==== PASSAGE PROVIDED
With Snoop Dogg and the wild tummy shirt girls at Mardi Gras

Outside, the crowd resembled an endless copulation of confused ants. Inside, a woman attached herself to the Doggfather and squirmed in the light of temporary stardom.

Feb 19, 2002 | There was no surprise when Snoop Dogg and the pimps wound up with the girls. There was frustration among the rest of us. But no surprise. That was just the nature of things. And at a Girls Gone Wild party, nature has a way of simplifying the complexities of life.

Girls Gone Wild, the guerrilla video series that advertises on late-night TV, features endless loops of drunk, usually Southern young women flashing their breasts at Spring Break and other similarly public settings. In five years of operation, Girls Gone Wild has managed to dominate a category of its own creation; as such, Mardi Gras is the closest thing it has to a trade show.

It was the final Saturday of Mardi Gras, and all around us girls were going wild. There was Sarah-Brooke from Mississippi. Crystal from Clearwater. And Crystal from Orange County. Bulbous bits popped out of nowhere, from everywhere. The pimp in the sequined pastel Technicolor suit with matching cowboy hat smiled an alligator smile. He knew all about the long and terrible journey that had taken these tummy shirts from broken homes to the crumbling balcony that overlooked Bourbon St.

Mardi Gras started on the plane. A man stopped the boarding flow to stand in the aisle and spray clouds of cologne onto his neck. The airline handed out bead necklaces. A passenger showed his scrotum to a flight attendant. When the plane landed, a female voice came over the intercom: "Welcome to New Orleans." A deep-throated yell came from the bulkhead. "Show us your tits!"

The party had been swinging for something approaching two weeks, and this year had been gracious enough to include the Super Bowl. Fat Tuesday, the official final bell, was three nights away, though our cabbie figured that would be an anticlimax. "This is the night lots of tits come out," he said, rolling a toothpick across his lips. "After tonight, Mardi Gras is over, as far as I'm concerned."

The streets were clogged with all kinds of accumulated debris. Steaming piles of swishy garbage. A battered Domino's Pizza cart. Tweaked white kids with dreadlocks and ugly stains on their store-bought khakis. All of it locked in the narrow streets, the buildings closing in on either side, their trellised balconies dripping with middle-aged drunks in paper party hats. People grabbed complete strangers and gave them bear hugs, equally prepared for brotherhood or violence, any kind of physical exchange in the soul-robbing milange. Screams and hoots rang out in all directions.
========
==== EXCERPTED DATA
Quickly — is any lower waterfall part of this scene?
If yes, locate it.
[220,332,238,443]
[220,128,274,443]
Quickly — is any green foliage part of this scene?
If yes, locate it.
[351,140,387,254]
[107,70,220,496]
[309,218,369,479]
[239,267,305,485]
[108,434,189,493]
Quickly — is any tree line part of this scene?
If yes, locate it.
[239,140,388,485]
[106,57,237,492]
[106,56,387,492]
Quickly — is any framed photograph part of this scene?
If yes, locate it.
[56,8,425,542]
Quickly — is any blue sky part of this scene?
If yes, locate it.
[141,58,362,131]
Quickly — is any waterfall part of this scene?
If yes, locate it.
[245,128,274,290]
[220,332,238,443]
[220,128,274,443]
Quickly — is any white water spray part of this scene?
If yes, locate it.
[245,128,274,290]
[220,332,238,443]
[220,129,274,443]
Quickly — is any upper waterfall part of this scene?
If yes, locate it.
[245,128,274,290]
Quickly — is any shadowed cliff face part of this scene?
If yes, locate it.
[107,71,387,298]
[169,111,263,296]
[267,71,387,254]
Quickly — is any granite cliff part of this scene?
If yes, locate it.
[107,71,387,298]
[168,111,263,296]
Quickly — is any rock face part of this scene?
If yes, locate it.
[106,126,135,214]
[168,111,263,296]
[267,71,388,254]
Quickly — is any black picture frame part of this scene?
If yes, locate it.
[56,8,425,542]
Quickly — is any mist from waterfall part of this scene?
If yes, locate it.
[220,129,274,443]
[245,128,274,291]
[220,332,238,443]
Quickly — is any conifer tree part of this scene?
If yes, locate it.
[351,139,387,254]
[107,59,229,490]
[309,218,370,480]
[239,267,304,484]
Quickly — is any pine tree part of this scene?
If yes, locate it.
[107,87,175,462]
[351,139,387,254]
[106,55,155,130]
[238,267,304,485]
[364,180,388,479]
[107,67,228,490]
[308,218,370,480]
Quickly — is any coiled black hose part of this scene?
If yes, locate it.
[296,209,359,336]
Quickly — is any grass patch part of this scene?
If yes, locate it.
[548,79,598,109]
========
## WHAT NEEDS TO BE DONE
Rewrite the Mardi Gras article between "The streets were" and "in all directions.", inclusive, switching "bear hugs" to "high fives".

## ANSWER BOX
The streets were clogged with all kinds of accumulated debris. Steaming piles of swishy garbage. A battered Domino's Pizza cart. Tweaked white kids with dreadlocks and ugly stains on their store-bought khakis. All of it locked in the narrow streets, the buildings closing in on either side, their trellised balconies dripping with middle-aged drunks in paper party hats. People grabbed complete strangers and gave them high fives, equally prepared for brotherhood or violence, any kind of physical exchange in the soul-robbing milange. Screams and hoots rang out in all directions.